**Exercise prompt**
Print the lines from the line containing "Where can you see the dark" through the final line of the entries, without changing them. Include both of those lines and nothing else.

(Entries taken from a collection)
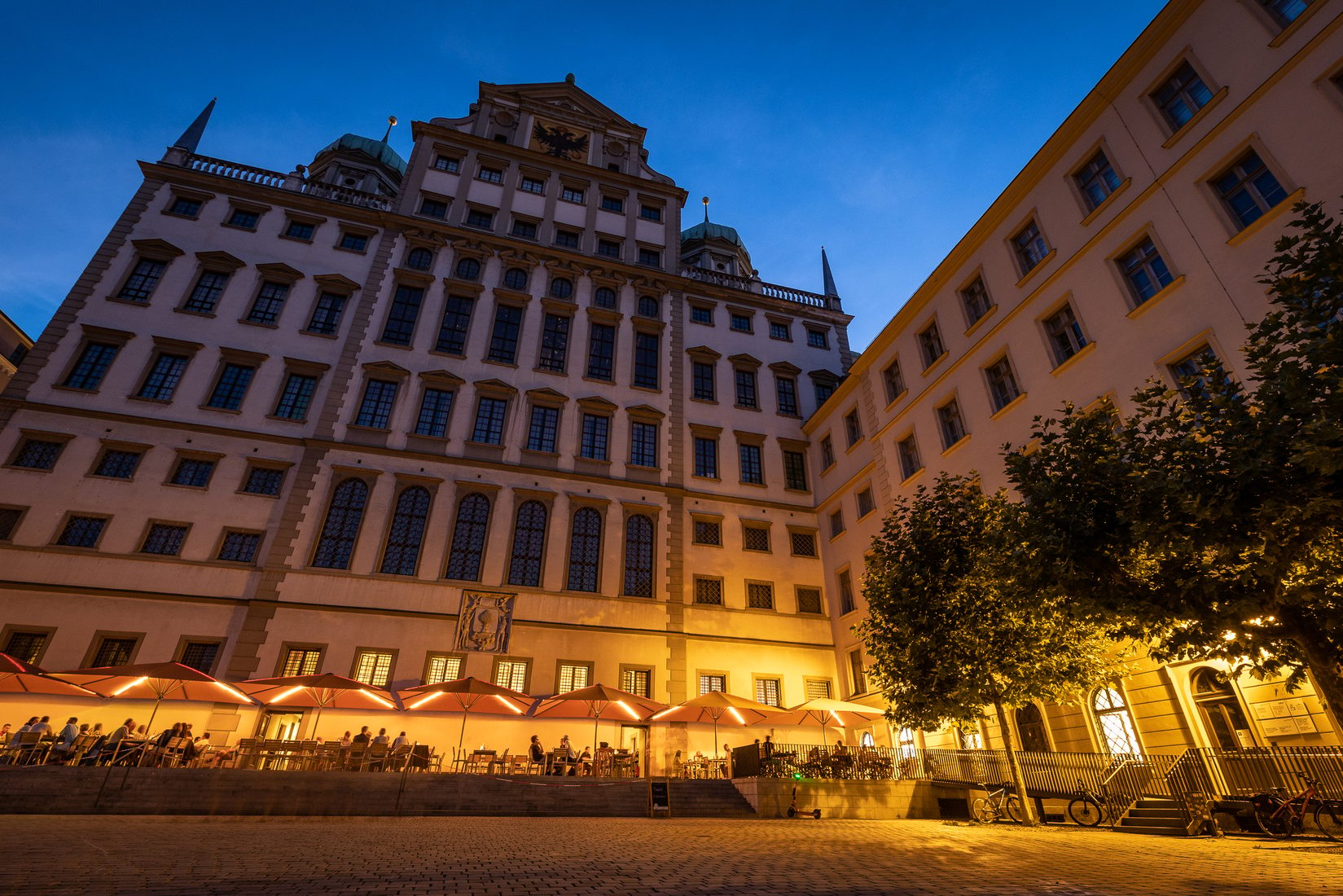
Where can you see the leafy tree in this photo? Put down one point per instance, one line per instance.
(950, 626)
(1210, 521)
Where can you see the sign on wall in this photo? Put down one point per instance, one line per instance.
(485, 622)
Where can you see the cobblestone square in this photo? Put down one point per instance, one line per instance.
(544, 856)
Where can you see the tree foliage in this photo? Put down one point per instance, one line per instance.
(1208, 525)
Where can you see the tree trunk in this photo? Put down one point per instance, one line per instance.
(1028, 811)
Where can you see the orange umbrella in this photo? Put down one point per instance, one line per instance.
(155, 681)
(594, 701)
(463, 696)
(18, 676)
(321, 691)
(719, 704)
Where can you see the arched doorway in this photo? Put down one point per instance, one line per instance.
(1030, 728)
(1220, 711)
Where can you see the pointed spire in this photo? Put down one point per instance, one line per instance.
(825, 271)
(191, 138)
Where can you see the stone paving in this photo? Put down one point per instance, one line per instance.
(629, 856)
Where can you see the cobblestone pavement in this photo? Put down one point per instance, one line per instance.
(559, 856)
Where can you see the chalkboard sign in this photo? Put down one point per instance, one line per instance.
(660, 797)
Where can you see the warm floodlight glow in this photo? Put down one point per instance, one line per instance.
(125, 688)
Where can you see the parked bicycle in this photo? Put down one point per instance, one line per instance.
(1090, 807)
(997, 806)
(1280, 815)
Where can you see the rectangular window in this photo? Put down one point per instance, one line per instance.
(81, 532)
(264, 480)
(194, 472)
(711, 683)
(372, 668)
(809, 601)
(540, 433)
(1065, 333)
(755, 538)
(600, 352)
(511, 674)
(708, 590)
(1029, 246)
(508, 324)
(91, 366)
(301, 662)
(794, 471)
(143, 279)
(952, 428)
(457, 318)
(1144, 270)
(708, 532)
(908, 451)
(746, 390)
(975, 301)
(1248, 188)
(786, 390)
(1096, 180)
(646, 359)
(117, 463)
(803, 544)
(489, 421)
(231, 387)
(643, 444)
(846, 602)
(637, 681)
(767, 691)
(165, 539)
(707, 459)
(401, 318)
(239, 547)
(440, 670)
(436, 407)
(204, 294)
(1002, 383)
(327, 314)
(296, 397)
(893, 380)
(595, 432)
(751, 469)
(1182, 95)
(701, 380)
(929, 345)
(853, 428)
(199, 654)
(113, 652)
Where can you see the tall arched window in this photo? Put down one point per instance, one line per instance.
(586, 550)
(407, 532)
(463, 558)
(343, 517)
(639, 556)
(1117, 735)
(528, 544)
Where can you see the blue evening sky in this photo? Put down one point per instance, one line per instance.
(879, 130)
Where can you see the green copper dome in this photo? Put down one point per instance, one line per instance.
(371, 148)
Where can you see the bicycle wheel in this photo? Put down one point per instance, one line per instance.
(1328, 819)
(1084, 811)
(1276, 824)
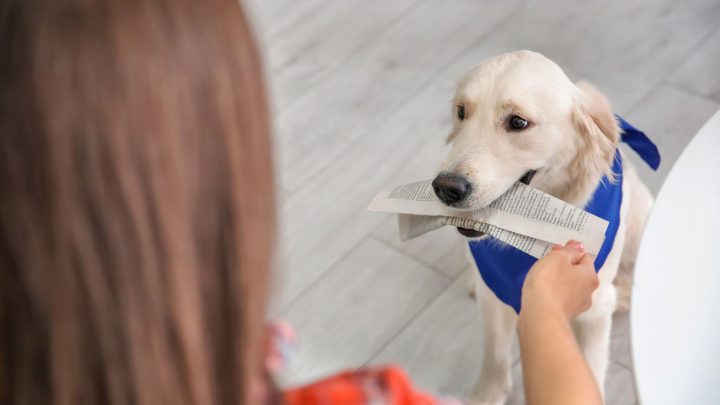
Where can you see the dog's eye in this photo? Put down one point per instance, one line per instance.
(517, 123)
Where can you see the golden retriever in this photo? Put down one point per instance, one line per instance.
(515, 115)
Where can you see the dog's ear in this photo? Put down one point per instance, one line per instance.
(597, 129)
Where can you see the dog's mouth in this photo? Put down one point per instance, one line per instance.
(471, 233)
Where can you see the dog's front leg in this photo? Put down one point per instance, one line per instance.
(495, 381)
(592, 329)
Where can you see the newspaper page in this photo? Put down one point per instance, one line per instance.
(415, 225)
(522, 211)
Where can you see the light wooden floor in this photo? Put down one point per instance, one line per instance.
(361, 93)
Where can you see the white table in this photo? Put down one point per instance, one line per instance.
(675, 315)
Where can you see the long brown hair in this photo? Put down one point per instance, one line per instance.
(136, 202)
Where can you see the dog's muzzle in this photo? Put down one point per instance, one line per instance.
(471, 233)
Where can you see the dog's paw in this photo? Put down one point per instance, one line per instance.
(492, 389)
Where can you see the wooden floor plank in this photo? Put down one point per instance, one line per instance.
(442, 348)
(699, 73)
(443, 250)
(368, 88)
(350, 314)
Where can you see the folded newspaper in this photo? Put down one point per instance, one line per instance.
(523, 217)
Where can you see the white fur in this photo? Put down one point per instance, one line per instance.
(571, 143)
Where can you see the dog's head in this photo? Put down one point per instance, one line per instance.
(518, 114)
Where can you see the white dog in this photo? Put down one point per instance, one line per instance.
(515, 116)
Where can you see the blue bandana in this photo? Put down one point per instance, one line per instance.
(503, 267)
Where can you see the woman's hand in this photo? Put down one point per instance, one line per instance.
(564, 281)
(557, 289)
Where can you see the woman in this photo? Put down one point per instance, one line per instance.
(136, 205)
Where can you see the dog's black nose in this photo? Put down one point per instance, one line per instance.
(451, 188)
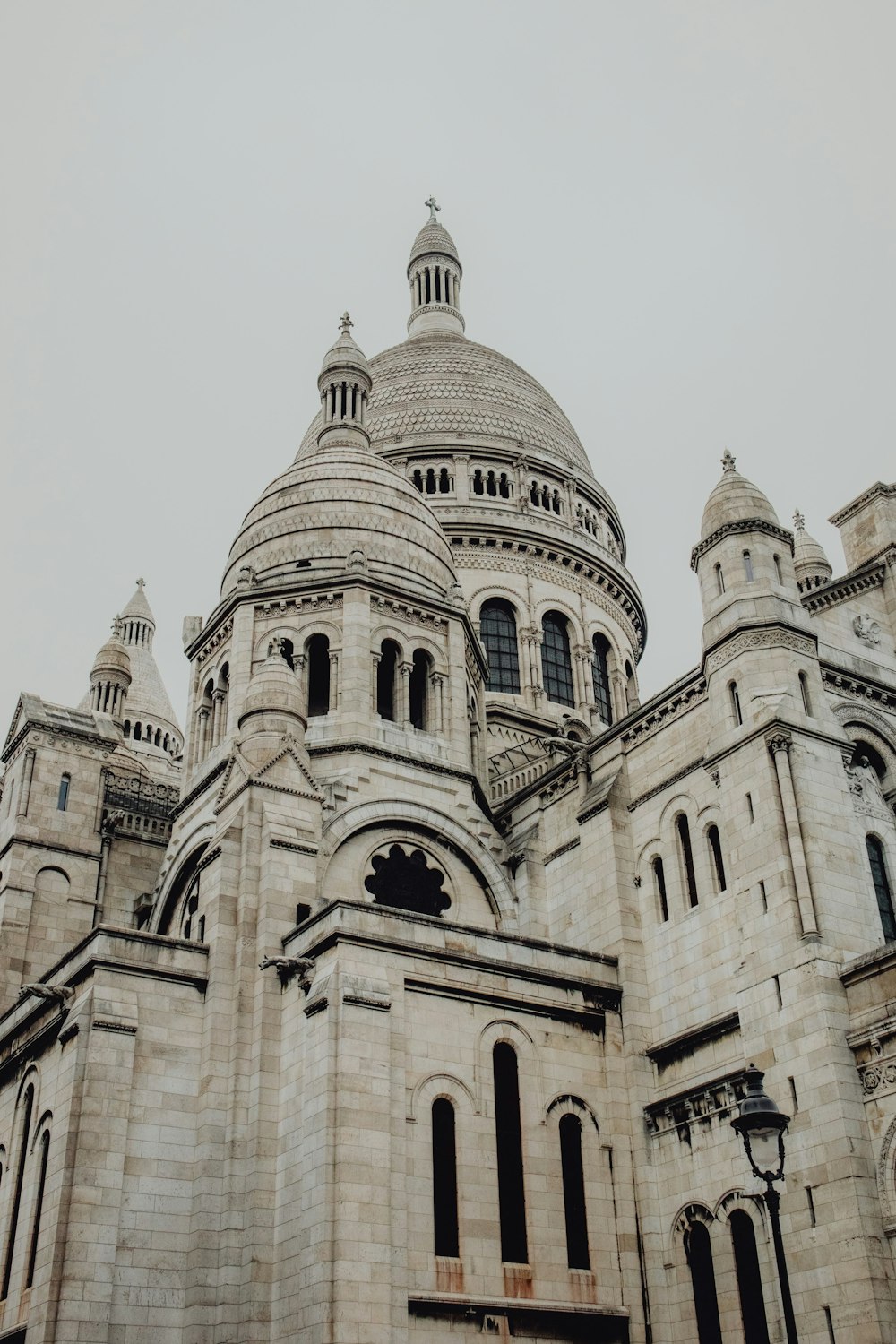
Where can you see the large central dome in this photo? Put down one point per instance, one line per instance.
(441, 384)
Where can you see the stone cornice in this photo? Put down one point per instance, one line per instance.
(745, 524)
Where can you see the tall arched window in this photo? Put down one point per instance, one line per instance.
(24, 1133)
(445, 1179)
(38, 1206)
(317, 675)
(419, 688)
(497, 624)
(686, 859)
(509, 1155)
(386, 679)
(753, 1306)
(659, 886)
(883, 890)
(600, 676)
(715, 854)
(573, 1193)
(702, 1282)
(556, 661)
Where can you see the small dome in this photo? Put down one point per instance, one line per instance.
(735, 500)
(338, 500)
(810, 562)
(346, 354)
(435, 238)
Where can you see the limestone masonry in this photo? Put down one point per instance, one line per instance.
(409, 991)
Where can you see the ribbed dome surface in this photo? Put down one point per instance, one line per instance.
(444, 384)
(735, 500)
(336, 502)
(433, 238)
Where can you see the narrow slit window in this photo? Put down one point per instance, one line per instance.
(659, 886)
(573, 1193)
(702, 1282)
(446, 1241)
(509, 1155)
(753, 1305)
(883, 889)
(715, 854)
(686, 859)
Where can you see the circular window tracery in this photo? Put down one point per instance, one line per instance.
(406, 882)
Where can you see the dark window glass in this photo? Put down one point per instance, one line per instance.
(753, 1306)
(686, 859)
(38, 1207)
(16, 1195)
(882, 886)
(419, 683)
(386, 680)
(509, 1153)
(498, 636)
(659, 881)
(556, 664)
(702, 1282)
(600, 676)
(317, 675)
(573, 1193)
(445, 1179)
(715, 849)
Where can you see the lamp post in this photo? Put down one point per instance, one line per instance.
(762, 1128)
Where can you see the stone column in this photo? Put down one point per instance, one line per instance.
(780, 749)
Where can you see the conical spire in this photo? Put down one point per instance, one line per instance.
(435, 274)
(344, 383)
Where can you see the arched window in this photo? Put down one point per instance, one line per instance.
(556, 663)
(38, 1206)
(883, 890)
(317, 675)
(573, 1193)
(702, 1282)
(445, 1179)
(715, 854)
(686, 859)
(24, 1133)
(600, 676)
(804, 693)
(419, 688)
(386, 679)
(659, 887)
(753, 1306)
(498, 636)
(509, 1155)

**The reply**
Where can you see the dark window glass in this photo? Put down one point per instance, one line per instance.
(753, 1306)
(686, 859)
(38, 1207)
(16, 1195)
(882, 886)
(419, 683)
(386, 680)
(509, 1153)
(498, 636)
(659, 881)
(556, 664)
(702, 1282)
(600, 676)
(317, 675)
(573, 1193)
(445, 1179)
(715, 849)
Where can you see the lamp post in this photo? Put down one point per instance, one line per instance.
(762, 1128)
Where can you see the stone column in this photo? Put down one point per instance, one line per instance.
(780, 749)
Where can you see the conical spire in this photo? Put down one point per instance, one line per instance.
(435, 274)
(344, 383)
Where can you see the arched window in this photo? Put down one point per instance, one line per instance.
(556, 663)
(38, 1206)
(883, 890)
(317, 675)
(573, 1193)
(702, 1282)
(445, 1179)
(715, 854)
(686, 859)
(24, 1133)
(600, 676)
(804, 693)
(419, 688)
(386, 679)
(659, 887)
(753, 1306)
(498, 636)
(509, 1155)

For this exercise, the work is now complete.